Records provided.
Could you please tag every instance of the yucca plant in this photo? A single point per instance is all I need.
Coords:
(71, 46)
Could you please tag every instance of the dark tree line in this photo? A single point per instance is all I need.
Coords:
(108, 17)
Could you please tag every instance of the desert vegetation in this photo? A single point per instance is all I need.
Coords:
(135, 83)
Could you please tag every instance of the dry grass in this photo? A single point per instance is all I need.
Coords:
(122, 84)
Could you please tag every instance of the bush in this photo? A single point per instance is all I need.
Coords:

Exercise description. Can you copy out all of the items above word for word, keeping every line unchanged?

Result of the exercise.
Could you please tag every instance of the yucca plant in this photo? A single point per instance is all I need.
Coords:
(71, 46)
Could you please tag every instance of the dark tree line in this photo? A single point per instance is all I need.
Coords:
(108, 17)
Could you please tag every instance of the desert vegetation in this photo? A single point per instance is all I need.
Coords:
(135, 83)
Could you please tag every instance of the dry grass in this photo? A single point per instance is all I need.
Coords:
(122, 84)
Could you please tag every instance of the bush in this photo? A single point per instance is all I need.
Coords:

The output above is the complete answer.